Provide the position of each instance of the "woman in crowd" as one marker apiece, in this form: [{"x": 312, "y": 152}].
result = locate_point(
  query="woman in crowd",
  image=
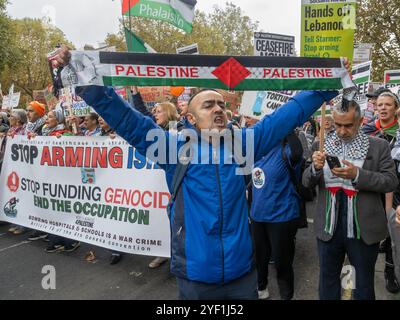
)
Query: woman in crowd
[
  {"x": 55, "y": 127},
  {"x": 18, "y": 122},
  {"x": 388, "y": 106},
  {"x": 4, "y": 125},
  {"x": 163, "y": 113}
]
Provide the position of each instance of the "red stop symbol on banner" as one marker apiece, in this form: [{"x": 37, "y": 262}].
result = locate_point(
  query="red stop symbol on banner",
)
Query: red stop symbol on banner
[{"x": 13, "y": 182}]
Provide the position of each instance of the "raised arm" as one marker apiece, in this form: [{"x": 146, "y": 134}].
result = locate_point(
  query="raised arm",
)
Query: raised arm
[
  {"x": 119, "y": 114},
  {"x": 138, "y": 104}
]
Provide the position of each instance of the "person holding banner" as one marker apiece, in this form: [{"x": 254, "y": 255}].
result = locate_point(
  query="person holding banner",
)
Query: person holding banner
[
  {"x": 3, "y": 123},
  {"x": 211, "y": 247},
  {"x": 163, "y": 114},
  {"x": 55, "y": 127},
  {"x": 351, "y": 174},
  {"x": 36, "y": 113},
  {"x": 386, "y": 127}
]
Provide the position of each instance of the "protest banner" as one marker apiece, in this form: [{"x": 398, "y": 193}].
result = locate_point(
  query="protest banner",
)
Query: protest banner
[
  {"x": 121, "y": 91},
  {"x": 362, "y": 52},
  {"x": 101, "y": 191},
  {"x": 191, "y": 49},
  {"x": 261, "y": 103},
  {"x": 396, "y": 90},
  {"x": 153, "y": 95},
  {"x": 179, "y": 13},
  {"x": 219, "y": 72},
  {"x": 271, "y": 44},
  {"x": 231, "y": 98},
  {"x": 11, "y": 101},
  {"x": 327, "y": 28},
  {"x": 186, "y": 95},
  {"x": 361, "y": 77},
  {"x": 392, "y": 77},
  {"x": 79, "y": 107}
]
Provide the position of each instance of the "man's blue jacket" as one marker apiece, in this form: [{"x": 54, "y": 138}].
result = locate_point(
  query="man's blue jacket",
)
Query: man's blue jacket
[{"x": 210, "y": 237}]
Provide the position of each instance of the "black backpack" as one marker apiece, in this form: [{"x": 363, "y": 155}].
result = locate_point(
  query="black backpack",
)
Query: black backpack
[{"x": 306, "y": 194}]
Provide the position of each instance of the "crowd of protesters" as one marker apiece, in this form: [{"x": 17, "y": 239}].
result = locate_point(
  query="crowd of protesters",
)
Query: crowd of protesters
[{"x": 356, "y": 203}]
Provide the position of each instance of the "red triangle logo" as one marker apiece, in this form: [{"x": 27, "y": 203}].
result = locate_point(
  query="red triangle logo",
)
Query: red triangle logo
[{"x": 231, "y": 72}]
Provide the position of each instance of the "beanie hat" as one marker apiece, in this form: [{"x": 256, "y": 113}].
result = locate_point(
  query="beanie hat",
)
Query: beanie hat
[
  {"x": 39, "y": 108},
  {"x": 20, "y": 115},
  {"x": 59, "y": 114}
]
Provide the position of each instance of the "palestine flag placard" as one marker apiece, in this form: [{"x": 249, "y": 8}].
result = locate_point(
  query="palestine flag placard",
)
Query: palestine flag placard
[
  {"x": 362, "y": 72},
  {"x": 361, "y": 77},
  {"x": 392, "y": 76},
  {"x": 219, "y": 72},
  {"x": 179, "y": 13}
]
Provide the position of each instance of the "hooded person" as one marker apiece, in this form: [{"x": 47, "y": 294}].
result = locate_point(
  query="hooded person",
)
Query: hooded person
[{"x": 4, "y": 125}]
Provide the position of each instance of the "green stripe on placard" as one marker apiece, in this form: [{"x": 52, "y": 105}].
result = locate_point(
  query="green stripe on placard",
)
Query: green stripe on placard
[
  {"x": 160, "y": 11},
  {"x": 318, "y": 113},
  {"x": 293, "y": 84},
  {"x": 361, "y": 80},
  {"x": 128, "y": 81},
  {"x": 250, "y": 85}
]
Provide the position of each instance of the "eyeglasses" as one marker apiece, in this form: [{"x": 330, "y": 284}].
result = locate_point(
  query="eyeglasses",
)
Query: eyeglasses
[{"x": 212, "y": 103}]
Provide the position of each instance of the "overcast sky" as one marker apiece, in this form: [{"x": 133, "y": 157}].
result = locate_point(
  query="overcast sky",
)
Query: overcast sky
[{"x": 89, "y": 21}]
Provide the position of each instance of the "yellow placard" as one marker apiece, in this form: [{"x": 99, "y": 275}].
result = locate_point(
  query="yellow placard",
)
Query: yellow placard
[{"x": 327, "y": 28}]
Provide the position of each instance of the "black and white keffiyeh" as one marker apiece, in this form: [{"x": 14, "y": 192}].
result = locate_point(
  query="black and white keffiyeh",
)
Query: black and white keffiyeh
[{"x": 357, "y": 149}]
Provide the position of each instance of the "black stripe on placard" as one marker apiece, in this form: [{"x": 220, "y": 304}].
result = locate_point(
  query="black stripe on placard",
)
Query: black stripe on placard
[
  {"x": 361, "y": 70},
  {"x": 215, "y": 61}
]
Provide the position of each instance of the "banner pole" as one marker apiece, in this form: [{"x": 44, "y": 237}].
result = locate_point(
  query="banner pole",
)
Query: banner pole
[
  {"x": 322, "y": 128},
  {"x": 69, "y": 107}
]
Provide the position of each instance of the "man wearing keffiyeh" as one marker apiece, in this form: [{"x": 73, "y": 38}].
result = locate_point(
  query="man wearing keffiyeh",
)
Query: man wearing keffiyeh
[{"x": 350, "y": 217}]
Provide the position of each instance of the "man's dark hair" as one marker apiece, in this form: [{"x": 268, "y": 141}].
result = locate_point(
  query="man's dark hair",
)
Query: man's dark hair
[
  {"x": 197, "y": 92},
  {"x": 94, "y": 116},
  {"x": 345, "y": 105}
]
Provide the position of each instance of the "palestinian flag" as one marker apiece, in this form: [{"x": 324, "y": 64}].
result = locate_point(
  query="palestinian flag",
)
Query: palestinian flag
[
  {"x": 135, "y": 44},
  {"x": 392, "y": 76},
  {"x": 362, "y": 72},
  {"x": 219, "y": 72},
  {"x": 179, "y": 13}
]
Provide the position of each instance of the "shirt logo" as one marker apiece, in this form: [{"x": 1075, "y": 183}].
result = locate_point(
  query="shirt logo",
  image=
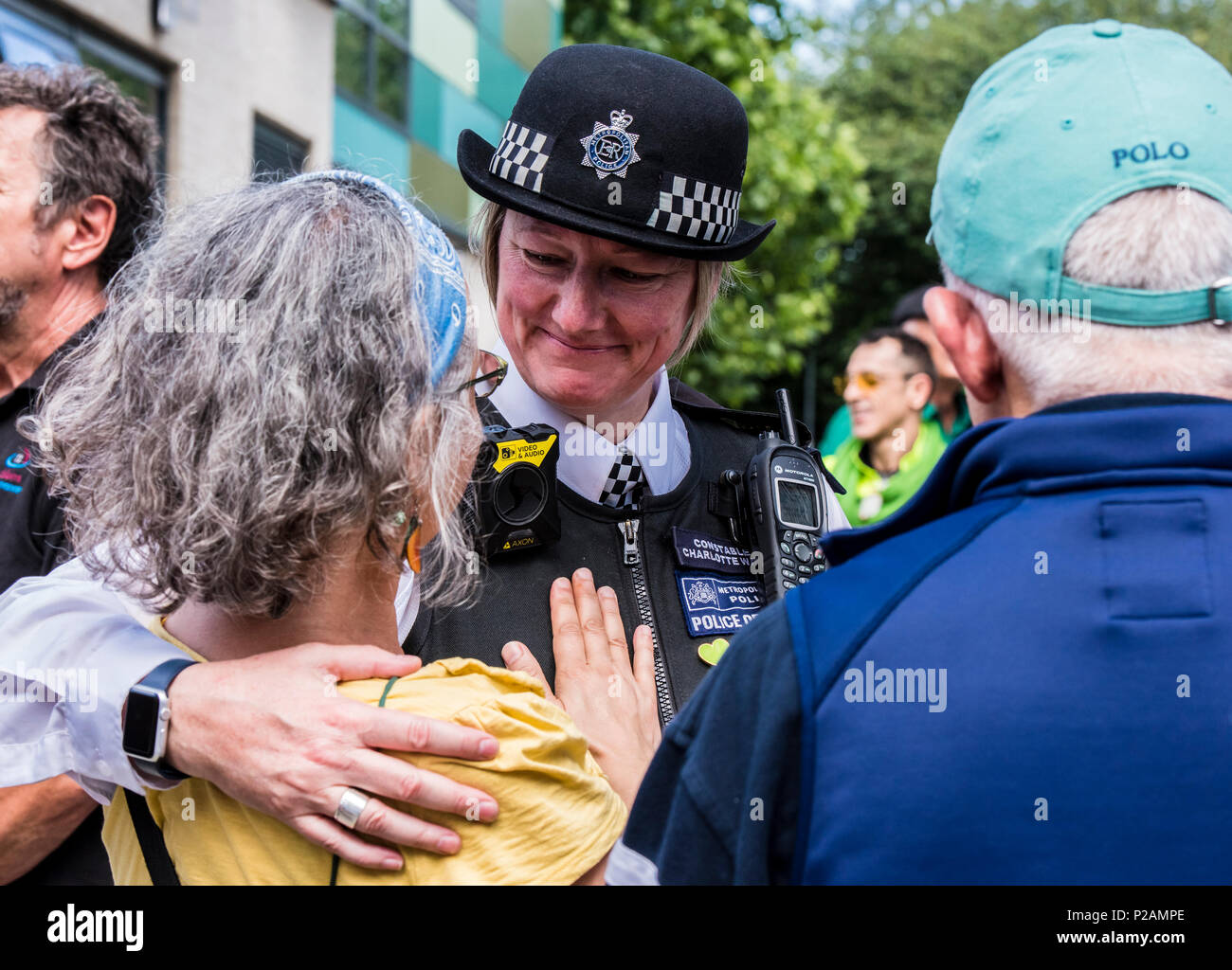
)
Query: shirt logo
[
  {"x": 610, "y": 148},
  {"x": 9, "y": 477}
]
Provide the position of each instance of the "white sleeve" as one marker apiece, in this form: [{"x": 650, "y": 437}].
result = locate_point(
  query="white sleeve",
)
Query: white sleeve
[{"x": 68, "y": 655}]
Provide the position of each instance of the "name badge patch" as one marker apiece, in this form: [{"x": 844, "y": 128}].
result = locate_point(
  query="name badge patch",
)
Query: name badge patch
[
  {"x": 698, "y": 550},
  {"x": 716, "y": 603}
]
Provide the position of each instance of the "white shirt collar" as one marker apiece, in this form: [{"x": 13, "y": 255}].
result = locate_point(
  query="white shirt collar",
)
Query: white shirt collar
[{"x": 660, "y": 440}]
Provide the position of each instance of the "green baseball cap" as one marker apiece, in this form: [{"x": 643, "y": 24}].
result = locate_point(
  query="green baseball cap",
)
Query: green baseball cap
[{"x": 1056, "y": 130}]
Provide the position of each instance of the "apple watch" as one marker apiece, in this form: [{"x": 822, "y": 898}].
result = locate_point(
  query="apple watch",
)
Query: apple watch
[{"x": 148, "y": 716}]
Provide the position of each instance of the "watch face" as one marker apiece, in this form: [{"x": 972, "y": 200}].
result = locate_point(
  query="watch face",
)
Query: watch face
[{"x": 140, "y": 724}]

* [WHAT IS BEING ASKED]: Output every line of the records exactly, excluding all pictures.

* [SOLUTION FOR THIS EXERCISE]:
Provide the position of each instance of the "woman in crowd" as one marker apiece, in this form: [{"x": 312, "y": 152}].
result = locate_point(
  query="woman in crowd",
  image=
)
Query: woman in crowd
[
  {"x": 55, "y": 127},
  {"x": 18, "y": 122},
  {"x": 388, "y": 106},
  {"x": 4, "y": 125},
  {"x": 163, "y": 113}
]
Provide the position of each instance of the "red stop symbol on banner" as one marker apiece, in this form: [{"x": 37, "y": 262}].
result = locate_point(
  query="red stop symbol on banner",
)
Query: red stop symbol on banner
[{"x": 13, "y": 182}]
Provide the position of each instance of the "raised arm" as one marker apiece, in this form: [{"x": 146, "y": 134}].
result = locate_point(
  query="raised arm",
)
Query: raised arm
[
  {"x": 119, "y": 114},
  {"x": 138, "y": 104}
]
Provide the position of each instance of the "person holding banner" as one marker apiece, in this form: [{"x": 254, "y": 255}].
result = locate_point(
  query="person holding banner",
)
Query: person holding banner
[
  {"x": 3, "y": 123},
  {"x": 211, "y": 247},
  {"x": 163, "y": 114},
  {"x": 55, "y": 127},
  {"x": 351, "y": 174},
  {"x": 36, "y": 113},
  {"x": 386, "y": 127}
]
Provide the position of each instance of the "protest banner" as one marker apiece, in this form: [{"x": 398, "y": 193}].
result = locate_point(
  query="protest banner",
)
Query: protest banner
[
  {"x": 121, "y": 91},
  {"x": 362, "y": 52},
  {"x": 101, "y": 191},
  {"x": 191, "y": 49},
  {"x": 261, "y": 103},
  {"x": 396, "y": 90},
  {"x": 153, "y": 95},
  {"x": 179, "y": 13},
  {"x": 219, "y": 72},
  {"x": 271, "y": 44},
  {"x": 231, "y": 98},
  {"x": 11, "y": 101},
  {"x": 327, "y": 28},
  {"x": 186, "y": 95},
  {"x": 361, "y": 77},
  {"x": 392, "y": 77},
  {"x": 79, "y": 107}
]
Provide the position of each instance of the "man's blue jacket" as one marker apiece, in this form: [{"x": 54, "y": 138}].
result = locate_point(
  query="man's blue jacket",
)
Query: man's blue jacket
[{"x": 210, "y": 237}]
Provide the position of each instance of the "black backpack" as one marker apiece, in this form: [{"x": 363, "y": 155}].
result = locate_point(
  query="black backpack",
)
Query: black backpack
[{"x": 306, "y": 194}]
Provide the position of each instance of the "crowd of protesters" as one marker apiece, in this form: [{"x": 17, "y": 239}].
result = locate_point(
  query="crowd of protesters",
)
Query: crowd of protesters
[{"x": 356, "y": 203}]
Provide the position of each instance of the "red triangle logo" as one marker apiece, in this form: [{"x": 27, "y": 203}].
result = locate_point(
  query="red triangle logo",
)
Query: red triangle logo
[{"x": 231, "y": 72}]
Provide the position of each instance of the "beanie hat" as one marker apiece, in this form: [{"x": 256, "y": 113}].
result = locate_point(
  query="beanie hat",
)
Query: beanie hat
[
  {"x": 39, "y": 108},
  {"x": 20, "y": 115},
  {"x": 59, "y": 114}
]
Provide the position of each instance of the "palestine flag placard" as one marker apiece, in this form: [{"x": 249, "y": 8}].
result = locate_point(
  query="palestine flag placard",
)
Query: palestine flag placard
[
  {"x": 362, "y": 72},
  {"x": 361, "y": 77},
  {"x": 392, "y": 76},
  {"x": 219, "y": 72},
  {"x": 179, "y": 13}
]
Provide the position of each instance of the "hooded person" as one marker apiece, in this form: [{"x": 47, "y": 294}].
result = locate_point(
  query="hooded person",
)
Query: hooded person
[{"x": 4, "y": 125}]
Provide the position of each instance of the "green stripe on placard" as one marker apiece, in this form: [{"x": 52, "y": 105}].
result = locate_point(
  query="green stripe on placard",
)
Query: green stripe on placard
[
  {"x": 160, "y": 11},
  {"x": 318, "y": 113},
  {"x": 293, "y": 84},
  {"x": 361, "y": 80},
  {"x": 128, "y": 81},
  {"x": 250, "y": 85}
]
Provide the position of each instance of the "eyeglasses" as one marker apiece, in this form: [{"x": 330, "y": 284}].
result = locate_point(
  query="eyeglasses",
)
Query: eyeglasses
[{"x": 212, "y": 103}]
Provide the position of each instance of the "overcast sky" as one marker apiece, in this form: [{"x": 133, "y": 157}].
result = locate_point(
  query="overcast sky",
)
Query: overcast sky
[{"x": 89, "y": 21}]
Provide the position of each instance of the "yellow placard" as one marker apiece, in this form: [{"x": 99, "y": 275}].
result = locate_point(
  query="yellow placard",
)
Query: yellow placard
[{"x": 327, "y": 28}]
Provide the position of each instance of the "black and white keffiyeh" as one marker apiece, in this form: [{"x": 14, "y": 192}].
result = locate_point(
  query="black and white keffiyeh",
)
Query: black and white keffiyeh
[{"x": 357, "y": 149}]
Provide the position of each instance of the "black stripe on placard" as one marker apiece, in this form: [{"x": 220, "y": 304}].
result = locate_point(
  query="black stripe on placard",
)
Query: black stripe on placard
[
  {"x": 361, "y": 70},
  {"x": 215, "y": 61}
]
Provide the position of each instance of the "banner pole" as one marker apiece, in this form: [{"x": 44, "y": 237}].
result = locate_point(
  query="banner pole",
)
Query: banner pole
[
  {"x": 322, "y": 128},
  {"x": 69, "y": 107}
]
Provide the position of each instance of the "man wearing keffiyeh" as one marker apiece, in this form: [{"x": 73, "y": 38}].
result = locate_point(
  query="man wearing keffiyeh",
)
Query: man wearing keffiyeh
[{"x": 350, "y": 217}]
Provide the position of each instance of the "man's dark hair" as one marker apiece, in this form: [{"x": 268, "y": 141}].
result = locate_point(
  query="man's dark hair",
)
Query: man's dark hair
[
  {"x": 197, "y": 92},
  {"x": 94, "y": 116},
  {"x": 345, "y": 105}
]
Provide the position of each instance of the "palestinian flag" as one marker apiece, in this form: [{"x": 324, "y": 64}].
result = locate_point(
  query="palestinian flag",
)
Query: palestinian flag
[
  {"x": 135, "y": 44},
  {"x": 392, "y": 76},
  {"x": 362, "y": 72},
  {"x": 219, "y": 72},
  {"x": 179, "y": 13}
]
Provide the position of each instance of the "shirt logo" as one marker apiece, in this form: [{"x": 1075, "y": 183}].
result = locate_point(
  query="shirt logo",
  image=
)
Query: shirt logo
[
  {"x": 610, "y": 148},
  {"x": 9, "y": 477}
]
Provide the position of each instance of the "white sleeve" as one marker apiece, in this form: [{"x": 650, "y": 437}].
result = locate_point(
  query="white sleeve",
)
Query: white sleeve
[{"x": 68, "y": 655}]
Provide the position of each instance of the "name badge patch" as one marker apiece, in this form: [{"x": 844, "y": 128}].
result = locate_point(
  query="name badge patch",
)
Query: name badge patch
[
  {"x": 698, "y": 550},
  {"x": 716, "y": 603}
]
Provide the position of each instance of the "white shirt collar" as one marker apiece, in this form: [{"x": 13, "y": 255}].
result = locate_point(
  query="white shirt collar",
)
Query: white shirt collar
[{"x": 660, "y": 440}]
Provide the position of each instance of the "green baseball cap" as one marker apiece, in this form: [{"x": 643, "y": 24}].
result = locate_point(
  query="green baseball cap",
)
Query: green baseball cap
[{"x": 1056, "y": 130}]
Provide the position of each instance of the "apple watch" as one marker apiece, in this form: [{"x": 822, "y": 898}].
result = locate_point(
  query="apple watch",
)
Query: apple watch
[{"x": 148, "y": 716}]
Provide the position of each instance of the "watch face" as one marker apiece, in this form: [{"x": 972, "y": 200}].
result = locate_point(
  query="watch face",
)
Query: watch face
[{"x": 140, "y": 724}]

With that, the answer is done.